## Stated exercise a
Pull out every line of the listing that contains the string "branch", matching case exactly.

## Page extract
* * * *

This is not history - this is a piece of advertisement and not necessarily what Leica really believed. And I do not believe that books by Leica PR people are much different.
But there actually might be a period when they really tried this because there are some really bad Summicron 50 test results from the ´seventies - lack of resolution and lack of contrast. 
All the best!
Raimo
Personal photography homepage at http://personal.inet.fi/private/raimo.korhonen

- -----Alkuperäinen viesti-----
Lähettäjä: LRZeitlin@aol.com <LRZeitlin@aol.com>
Vastaanottaja: leica-users@mejac.palo-alto.ca.us <leica-users@mejac.palo-alto.ca.us>
Päivä: 03. huhtikuuta 2001 19:49
Aihe: Re: [Leica] Leica Users digest V19 #272



In a message dated 4/3/01 3:09:26 AM, Erwin writes:

<snip>
Then Leica itself believes its old myth. I am holding in my hand a glossy 
information booklet entitled "Leica Lenses" published by Ernst Leitz GMBH 
Wetzlar/West Germany in 1969 (ref. no. VII/69/CY/Mi). In a chapter titled 
"Resolving and Contrast" the authors claim that the concepts of resolving 
power and contrast are not necessarily linked and offer photographic evidence 
that of the two, high contrast is more important for general photography.

* * * *

## Records to process
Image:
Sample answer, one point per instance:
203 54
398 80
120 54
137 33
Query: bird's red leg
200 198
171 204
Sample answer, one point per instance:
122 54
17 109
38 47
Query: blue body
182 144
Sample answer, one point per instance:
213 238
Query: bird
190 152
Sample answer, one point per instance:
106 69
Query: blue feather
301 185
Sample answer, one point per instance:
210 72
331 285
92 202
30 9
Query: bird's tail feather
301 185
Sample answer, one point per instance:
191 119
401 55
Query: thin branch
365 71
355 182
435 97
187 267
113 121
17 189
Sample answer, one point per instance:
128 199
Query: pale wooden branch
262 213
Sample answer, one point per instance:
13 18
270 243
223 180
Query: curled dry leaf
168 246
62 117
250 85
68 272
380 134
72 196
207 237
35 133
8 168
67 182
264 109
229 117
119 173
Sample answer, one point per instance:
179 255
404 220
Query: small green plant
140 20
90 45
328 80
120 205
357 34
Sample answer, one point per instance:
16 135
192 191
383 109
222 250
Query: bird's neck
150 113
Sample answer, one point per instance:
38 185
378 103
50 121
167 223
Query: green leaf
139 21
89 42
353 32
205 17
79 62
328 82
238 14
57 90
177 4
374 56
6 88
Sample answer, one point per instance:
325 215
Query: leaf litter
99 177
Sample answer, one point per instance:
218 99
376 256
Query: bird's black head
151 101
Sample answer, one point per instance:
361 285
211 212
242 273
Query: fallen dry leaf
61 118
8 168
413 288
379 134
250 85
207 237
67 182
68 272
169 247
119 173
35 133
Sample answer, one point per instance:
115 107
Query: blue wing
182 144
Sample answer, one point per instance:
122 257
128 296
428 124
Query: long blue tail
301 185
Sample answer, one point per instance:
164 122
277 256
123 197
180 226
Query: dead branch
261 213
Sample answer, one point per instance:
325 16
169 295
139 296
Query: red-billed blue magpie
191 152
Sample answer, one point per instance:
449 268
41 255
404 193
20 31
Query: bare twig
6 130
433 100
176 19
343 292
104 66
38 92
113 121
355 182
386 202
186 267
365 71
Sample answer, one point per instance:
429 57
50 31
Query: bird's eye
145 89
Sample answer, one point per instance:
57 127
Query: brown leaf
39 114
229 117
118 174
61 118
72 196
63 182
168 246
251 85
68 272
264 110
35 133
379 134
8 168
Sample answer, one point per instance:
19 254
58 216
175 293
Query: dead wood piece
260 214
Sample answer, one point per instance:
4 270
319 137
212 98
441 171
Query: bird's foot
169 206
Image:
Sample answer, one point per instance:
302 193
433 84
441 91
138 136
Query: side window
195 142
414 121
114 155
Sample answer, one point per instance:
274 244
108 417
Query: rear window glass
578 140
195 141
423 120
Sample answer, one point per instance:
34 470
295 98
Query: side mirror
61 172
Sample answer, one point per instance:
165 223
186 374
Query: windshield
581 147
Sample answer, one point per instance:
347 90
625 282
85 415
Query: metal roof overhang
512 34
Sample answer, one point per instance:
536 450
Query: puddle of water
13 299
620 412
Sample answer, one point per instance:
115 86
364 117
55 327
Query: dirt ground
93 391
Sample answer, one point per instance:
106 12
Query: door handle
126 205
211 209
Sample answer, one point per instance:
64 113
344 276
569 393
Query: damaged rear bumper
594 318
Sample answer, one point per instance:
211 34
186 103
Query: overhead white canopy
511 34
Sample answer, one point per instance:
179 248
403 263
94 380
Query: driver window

* * * *

## Stated exercise b
Translate this sentence from the message about Leica lenses into Spanish: "And I do not believe that books by Leica PR people are much different."

## Complete output a
Query: thin branch
Query: pale wooden branch
Query: dead branch

## Complete output b
Y no creo que los libros de la gente de relaciones públicas de Leica sean muy diferentes.